> [DATASET EXCERPTS]:
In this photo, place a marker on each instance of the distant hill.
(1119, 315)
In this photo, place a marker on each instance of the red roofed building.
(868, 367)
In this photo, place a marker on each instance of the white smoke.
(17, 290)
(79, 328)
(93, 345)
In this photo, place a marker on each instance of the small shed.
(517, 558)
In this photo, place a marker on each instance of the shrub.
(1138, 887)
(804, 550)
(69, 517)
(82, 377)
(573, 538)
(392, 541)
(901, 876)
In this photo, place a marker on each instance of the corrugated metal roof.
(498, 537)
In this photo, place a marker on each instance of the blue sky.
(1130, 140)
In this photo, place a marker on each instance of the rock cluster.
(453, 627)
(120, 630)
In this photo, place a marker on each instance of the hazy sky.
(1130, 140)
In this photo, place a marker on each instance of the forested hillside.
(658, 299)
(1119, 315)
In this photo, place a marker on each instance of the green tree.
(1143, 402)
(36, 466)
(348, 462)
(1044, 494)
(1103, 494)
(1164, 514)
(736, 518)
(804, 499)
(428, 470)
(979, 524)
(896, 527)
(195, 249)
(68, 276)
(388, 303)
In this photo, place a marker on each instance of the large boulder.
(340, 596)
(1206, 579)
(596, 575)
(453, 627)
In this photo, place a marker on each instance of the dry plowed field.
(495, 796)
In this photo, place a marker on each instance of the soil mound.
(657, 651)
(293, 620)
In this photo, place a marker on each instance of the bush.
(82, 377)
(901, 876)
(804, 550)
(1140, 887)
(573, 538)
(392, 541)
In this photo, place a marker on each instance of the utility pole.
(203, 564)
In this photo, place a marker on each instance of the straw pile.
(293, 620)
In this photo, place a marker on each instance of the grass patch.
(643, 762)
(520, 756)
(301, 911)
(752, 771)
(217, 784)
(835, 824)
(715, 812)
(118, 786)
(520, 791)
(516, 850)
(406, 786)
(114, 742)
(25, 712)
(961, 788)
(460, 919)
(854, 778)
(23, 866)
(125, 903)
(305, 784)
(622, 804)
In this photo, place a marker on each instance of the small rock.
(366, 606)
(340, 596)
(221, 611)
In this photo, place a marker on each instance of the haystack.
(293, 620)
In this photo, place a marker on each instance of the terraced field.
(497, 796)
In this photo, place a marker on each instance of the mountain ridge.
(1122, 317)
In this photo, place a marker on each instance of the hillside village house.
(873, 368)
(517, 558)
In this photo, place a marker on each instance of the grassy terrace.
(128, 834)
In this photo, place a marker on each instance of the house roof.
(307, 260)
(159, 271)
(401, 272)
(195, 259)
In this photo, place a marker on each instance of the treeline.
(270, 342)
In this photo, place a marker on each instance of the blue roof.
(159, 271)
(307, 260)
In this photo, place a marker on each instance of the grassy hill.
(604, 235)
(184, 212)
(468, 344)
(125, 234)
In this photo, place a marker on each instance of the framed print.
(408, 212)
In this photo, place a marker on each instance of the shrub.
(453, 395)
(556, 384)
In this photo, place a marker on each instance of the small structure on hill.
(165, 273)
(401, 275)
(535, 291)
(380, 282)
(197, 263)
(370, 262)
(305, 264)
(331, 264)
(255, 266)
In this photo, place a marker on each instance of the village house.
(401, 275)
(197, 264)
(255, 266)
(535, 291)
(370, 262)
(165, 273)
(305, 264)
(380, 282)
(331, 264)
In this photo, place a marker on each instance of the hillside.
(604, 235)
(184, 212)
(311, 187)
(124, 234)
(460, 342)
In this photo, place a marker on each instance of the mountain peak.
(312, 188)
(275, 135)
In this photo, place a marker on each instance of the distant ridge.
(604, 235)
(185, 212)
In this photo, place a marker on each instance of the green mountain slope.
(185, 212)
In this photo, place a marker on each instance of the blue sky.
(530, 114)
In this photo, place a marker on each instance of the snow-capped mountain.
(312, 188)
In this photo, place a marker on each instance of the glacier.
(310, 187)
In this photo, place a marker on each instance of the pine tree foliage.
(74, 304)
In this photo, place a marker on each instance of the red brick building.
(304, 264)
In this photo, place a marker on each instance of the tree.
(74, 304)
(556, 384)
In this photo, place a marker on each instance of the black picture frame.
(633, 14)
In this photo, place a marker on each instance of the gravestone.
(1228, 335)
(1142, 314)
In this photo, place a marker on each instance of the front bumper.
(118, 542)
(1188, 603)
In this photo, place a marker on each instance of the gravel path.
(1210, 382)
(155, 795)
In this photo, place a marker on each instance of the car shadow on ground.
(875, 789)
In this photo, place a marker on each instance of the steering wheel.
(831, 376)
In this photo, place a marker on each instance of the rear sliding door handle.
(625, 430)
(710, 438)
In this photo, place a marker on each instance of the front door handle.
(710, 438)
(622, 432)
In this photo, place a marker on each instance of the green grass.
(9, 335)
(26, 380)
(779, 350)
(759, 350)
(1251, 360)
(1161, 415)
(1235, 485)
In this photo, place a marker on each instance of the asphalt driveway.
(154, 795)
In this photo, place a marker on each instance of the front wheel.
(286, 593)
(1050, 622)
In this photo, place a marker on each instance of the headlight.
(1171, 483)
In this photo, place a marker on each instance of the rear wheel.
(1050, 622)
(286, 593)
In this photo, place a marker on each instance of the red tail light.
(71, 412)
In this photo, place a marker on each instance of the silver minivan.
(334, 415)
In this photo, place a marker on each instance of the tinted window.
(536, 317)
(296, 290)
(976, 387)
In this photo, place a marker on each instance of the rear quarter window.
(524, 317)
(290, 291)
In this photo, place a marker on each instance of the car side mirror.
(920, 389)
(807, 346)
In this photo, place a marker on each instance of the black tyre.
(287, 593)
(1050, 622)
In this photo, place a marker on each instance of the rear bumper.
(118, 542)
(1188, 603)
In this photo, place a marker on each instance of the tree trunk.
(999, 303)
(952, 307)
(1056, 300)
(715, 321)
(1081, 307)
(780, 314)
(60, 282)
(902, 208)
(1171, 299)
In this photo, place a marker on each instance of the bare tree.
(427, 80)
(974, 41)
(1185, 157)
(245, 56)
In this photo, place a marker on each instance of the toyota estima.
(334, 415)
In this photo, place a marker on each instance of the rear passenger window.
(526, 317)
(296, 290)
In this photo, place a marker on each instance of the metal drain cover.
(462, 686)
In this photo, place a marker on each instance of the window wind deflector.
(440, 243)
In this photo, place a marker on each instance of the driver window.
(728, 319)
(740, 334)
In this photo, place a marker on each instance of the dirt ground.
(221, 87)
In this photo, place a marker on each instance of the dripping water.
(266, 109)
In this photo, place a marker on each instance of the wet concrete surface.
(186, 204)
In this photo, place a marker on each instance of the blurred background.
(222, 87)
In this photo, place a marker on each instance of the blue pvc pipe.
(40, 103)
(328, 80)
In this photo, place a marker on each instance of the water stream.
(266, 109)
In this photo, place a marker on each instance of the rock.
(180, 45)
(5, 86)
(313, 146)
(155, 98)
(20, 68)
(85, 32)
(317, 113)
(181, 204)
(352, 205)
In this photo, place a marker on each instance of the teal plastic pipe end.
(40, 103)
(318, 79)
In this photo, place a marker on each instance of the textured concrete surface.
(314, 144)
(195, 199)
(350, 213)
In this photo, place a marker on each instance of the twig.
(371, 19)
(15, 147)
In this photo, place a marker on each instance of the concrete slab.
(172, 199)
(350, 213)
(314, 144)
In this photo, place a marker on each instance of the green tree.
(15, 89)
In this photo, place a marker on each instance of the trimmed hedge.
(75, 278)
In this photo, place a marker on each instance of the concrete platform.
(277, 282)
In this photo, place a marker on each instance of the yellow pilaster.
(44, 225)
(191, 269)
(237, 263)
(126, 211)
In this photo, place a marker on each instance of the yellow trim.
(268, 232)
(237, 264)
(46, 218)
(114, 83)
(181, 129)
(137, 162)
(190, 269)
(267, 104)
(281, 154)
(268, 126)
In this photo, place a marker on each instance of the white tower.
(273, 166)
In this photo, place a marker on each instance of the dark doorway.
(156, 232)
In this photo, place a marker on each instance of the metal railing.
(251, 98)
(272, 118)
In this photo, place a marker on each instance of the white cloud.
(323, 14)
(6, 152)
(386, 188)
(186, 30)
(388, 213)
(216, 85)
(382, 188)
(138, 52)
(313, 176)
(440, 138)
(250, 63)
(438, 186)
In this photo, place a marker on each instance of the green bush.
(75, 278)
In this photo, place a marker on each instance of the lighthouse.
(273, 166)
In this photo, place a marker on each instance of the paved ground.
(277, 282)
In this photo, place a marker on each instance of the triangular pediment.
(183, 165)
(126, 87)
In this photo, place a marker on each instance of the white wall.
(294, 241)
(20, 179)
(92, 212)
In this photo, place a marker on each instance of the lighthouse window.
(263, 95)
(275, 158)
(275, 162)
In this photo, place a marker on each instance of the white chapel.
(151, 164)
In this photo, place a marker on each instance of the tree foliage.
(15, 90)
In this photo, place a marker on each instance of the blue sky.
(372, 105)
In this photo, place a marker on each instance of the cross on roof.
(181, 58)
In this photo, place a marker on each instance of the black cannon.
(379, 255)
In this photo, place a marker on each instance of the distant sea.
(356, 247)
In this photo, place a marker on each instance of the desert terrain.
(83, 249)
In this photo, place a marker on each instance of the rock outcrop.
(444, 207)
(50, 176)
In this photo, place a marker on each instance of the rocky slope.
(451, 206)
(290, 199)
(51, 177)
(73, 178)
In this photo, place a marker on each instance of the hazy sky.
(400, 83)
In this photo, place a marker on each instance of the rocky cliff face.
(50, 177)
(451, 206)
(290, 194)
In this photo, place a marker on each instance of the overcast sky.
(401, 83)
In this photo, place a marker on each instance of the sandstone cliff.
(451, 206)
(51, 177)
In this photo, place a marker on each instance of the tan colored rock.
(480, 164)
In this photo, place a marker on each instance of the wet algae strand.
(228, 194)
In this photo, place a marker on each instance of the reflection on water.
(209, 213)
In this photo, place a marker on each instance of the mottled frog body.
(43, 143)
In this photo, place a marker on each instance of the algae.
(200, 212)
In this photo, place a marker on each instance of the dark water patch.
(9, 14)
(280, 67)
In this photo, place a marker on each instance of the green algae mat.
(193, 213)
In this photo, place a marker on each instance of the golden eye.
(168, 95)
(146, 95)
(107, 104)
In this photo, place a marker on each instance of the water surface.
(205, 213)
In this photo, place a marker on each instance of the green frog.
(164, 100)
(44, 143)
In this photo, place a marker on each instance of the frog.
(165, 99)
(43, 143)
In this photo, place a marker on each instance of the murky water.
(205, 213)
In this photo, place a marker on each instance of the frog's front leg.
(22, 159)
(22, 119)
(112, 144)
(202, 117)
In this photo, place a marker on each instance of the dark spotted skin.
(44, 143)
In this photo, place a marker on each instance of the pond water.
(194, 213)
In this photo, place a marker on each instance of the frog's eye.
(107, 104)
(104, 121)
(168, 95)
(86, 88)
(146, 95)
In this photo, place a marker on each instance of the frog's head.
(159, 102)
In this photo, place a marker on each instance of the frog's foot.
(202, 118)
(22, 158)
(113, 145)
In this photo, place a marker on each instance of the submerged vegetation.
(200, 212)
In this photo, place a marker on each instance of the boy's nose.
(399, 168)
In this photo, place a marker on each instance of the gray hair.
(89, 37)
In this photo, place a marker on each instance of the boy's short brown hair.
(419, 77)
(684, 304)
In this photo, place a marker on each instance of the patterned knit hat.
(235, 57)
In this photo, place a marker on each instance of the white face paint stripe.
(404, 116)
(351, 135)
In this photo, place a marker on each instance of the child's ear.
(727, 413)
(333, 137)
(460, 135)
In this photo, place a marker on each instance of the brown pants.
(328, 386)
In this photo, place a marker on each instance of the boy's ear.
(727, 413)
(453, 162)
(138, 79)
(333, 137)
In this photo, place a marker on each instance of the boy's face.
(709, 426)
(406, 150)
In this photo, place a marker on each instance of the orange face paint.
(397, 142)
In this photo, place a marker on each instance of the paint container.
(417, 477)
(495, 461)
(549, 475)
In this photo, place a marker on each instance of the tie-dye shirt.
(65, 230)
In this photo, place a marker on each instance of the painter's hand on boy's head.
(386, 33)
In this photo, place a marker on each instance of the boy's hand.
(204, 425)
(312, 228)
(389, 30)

> [TRY IT]: Please transcribe only the portion of the material that starts at the line containing "on boy's head." and runs through its last line, inclusive, exactly as given.

> [EXERCISE OUTPUT]:
In this photo, place a marker on each instance of the painter's hand on boy's head.
(386, 33)
In this photo, place a marker on each instance of the boy's hand.
(204, 425)
(312, 228)
(389, 30)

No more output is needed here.